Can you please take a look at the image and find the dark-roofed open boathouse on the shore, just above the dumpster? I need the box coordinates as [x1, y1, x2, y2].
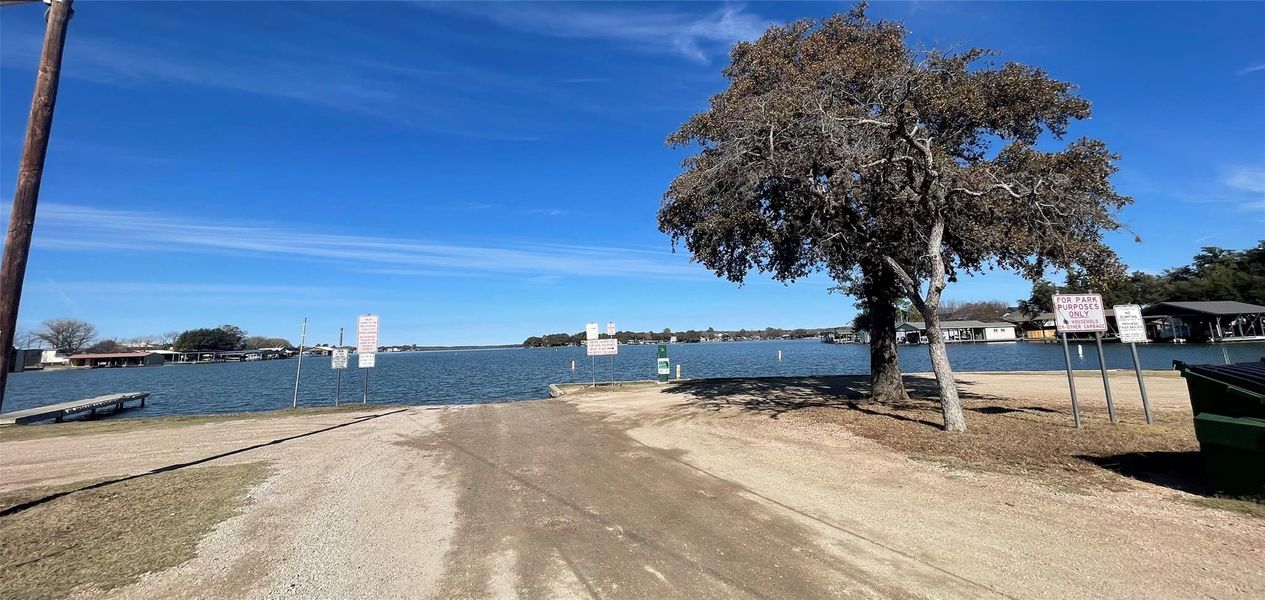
[1142, 300, 1265, 343]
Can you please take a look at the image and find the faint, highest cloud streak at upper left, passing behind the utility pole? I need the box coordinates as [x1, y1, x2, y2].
[0, 23, 541, 142]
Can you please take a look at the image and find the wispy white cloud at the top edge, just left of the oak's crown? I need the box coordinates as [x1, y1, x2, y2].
[429, 3, 768, 63]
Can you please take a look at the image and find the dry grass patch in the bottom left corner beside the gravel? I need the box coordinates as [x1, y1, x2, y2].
[0, 462, 267, 599]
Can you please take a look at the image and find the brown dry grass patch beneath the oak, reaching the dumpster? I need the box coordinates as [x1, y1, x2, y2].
[793, 397, 1265, 518]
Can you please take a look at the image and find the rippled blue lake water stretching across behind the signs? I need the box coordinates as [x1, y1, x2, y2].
[4, 339, 1265, 418]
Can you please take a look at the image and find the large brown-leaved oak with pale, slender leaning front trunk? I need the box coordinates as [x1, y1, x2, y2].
[659, 4, 1130, 430]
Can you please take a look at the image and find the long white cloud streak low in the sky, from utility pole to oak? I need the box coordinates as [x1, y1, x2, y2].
[37, 203, 707, 278]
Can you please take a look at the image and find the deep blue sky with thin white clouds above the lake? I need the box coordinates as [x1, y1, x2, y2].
[0, 0, 1265, 344]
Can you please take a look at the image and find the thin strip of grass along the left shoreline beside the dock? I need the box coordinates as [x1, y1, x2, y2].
[0, 404, 396, 442]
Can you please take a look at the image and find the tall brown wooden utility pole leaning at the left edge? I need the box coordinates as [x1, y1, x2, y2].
[0, 0, 73, 408]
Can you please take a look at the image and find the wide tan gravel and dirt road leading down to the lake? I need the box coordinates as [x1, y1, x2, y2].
[0, 377, 1265, 597]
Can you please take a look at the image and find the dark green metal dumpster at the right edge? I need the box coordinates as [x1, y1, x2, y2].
[1173, 359, 1265, 497]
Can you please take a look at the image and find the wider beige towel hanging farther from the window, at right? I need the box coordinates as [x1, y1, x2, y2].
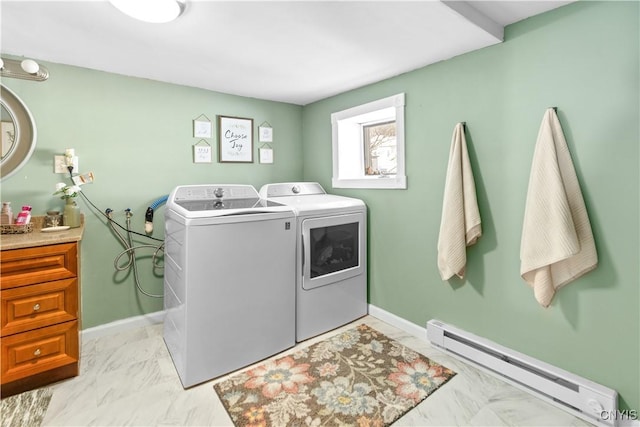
[520, 108, 598, 307]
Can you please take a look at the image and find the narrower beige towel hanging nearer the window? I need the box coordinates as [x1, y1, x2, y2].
[438, 123, 482, 280]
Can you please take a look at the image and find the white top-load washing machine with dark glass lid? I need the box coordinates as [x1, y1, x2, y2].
[164, 185, 295, 388]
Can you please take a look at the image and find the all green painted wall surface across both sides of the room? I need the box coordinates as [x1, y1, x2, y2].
[1, 2, 640, 409]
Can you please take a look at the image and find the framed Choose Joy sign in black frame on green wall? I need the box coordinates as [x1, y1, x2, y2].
[218, 116, 253, 163]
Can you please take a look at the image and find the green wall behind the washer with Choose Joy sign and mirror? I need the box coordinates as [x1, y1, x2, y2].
[2, 63, 302, 328]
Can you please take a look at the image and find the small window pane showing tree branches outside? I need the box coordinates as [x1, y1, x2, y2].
[362, 120, 398, 175]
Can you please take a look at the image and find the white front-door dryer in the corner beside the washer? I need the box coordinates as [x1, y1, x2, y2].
[260, 182, 367, 342]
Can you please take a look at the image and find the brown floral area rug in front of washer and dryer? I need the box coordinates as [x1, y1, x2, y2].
[214, 325, 455, 427]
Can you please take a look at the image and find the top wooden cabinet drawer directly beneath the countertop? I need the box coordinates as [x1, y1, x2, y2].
[0, 243, 78, 289]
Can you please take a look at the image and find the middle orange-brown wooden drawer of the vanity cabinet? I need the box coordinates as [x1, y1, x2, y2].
[0, 278, 78, 337]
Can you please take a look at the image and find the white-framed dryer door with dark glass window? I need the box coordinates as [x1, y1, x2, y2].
[302, 212, 366, 289]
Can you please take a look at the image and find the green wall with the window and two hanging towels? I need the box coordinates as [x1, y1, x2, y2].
[303, 2, 640, 409]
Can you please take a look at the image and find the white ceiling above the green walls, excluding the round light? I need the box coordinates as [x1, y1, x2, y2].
[0, 0, 571, 105]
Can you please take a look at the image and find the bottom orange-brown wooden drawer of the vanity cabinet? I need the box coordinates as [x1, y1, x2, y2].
[0, 320, 78, 384]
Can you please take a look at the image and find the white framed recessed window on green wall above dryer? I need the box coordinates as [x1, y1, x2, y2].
[331, 93, 407, 189]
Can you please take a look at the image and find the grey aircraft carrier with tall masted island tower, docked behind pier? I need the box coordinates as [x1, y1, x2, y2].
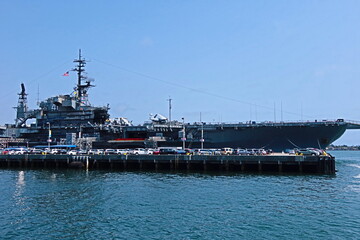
[5, 51, 358, 151]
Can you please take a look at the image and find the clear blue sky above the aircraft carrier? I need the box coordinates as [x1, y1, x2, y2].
[0, 0, 360, 144]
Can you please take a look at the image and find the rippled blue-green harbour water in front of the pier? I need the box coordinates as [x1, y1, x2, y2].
[0, 151, 360, 239]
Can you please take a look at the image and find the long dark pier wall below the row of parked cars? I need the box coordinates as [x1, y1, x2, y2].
[0, 154, 335, 174]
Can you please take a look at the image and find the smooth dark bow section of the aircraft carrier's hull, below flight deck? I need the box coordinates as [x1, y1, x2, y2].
[181, 124, 346, 151]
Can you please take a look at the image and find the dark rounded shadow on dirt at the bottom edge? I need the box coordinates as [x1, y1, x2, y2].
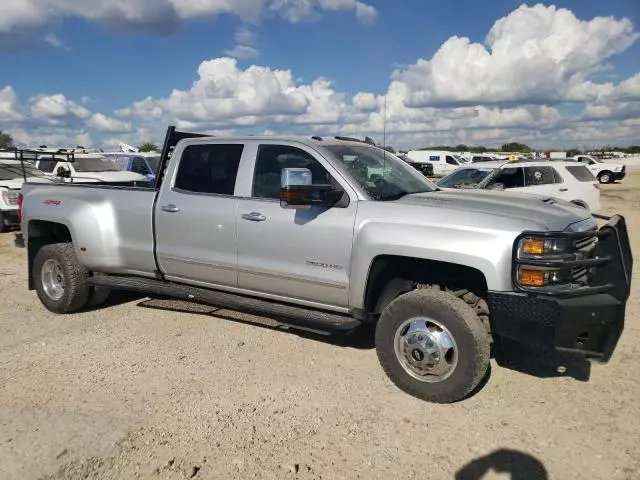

EXERCISE BRIEF: Pictures should be omitted. Please return exactly the lines from the line that holds "find the clear" through the end of the records.

EXERCISE ANSWER:
Can you please take a look at the image and find the clear blue sky above the aircraft carrier? I need the box coordinates as [x1, y1, x2, y2].
[0, 0, 360, 144]
Can you please take a look at the image and find the rippled blue-green harbour water in front of the pier? I need the box coordinates as [x1, y1, x2, y2].
[0, 151, 360, 239]
Can you please take a look at the image and find the long dark pier wall below the row of parked cars? I need the box coordinates as [x1, y1, x2, y2].
[0, 154, 335, 174]
Can you please take a look at the image and find the smooth dark bow section of the aircraft carrier's hull, below flight deck? I need the box coordinates as [x1, y1, x2, y2].
[181, 124, 346, 151]
Can you please take a look at the image and find the dark rounded shadow on dirt at the bottom edge? I need the box coordinates as [x1, y1, x2, y2].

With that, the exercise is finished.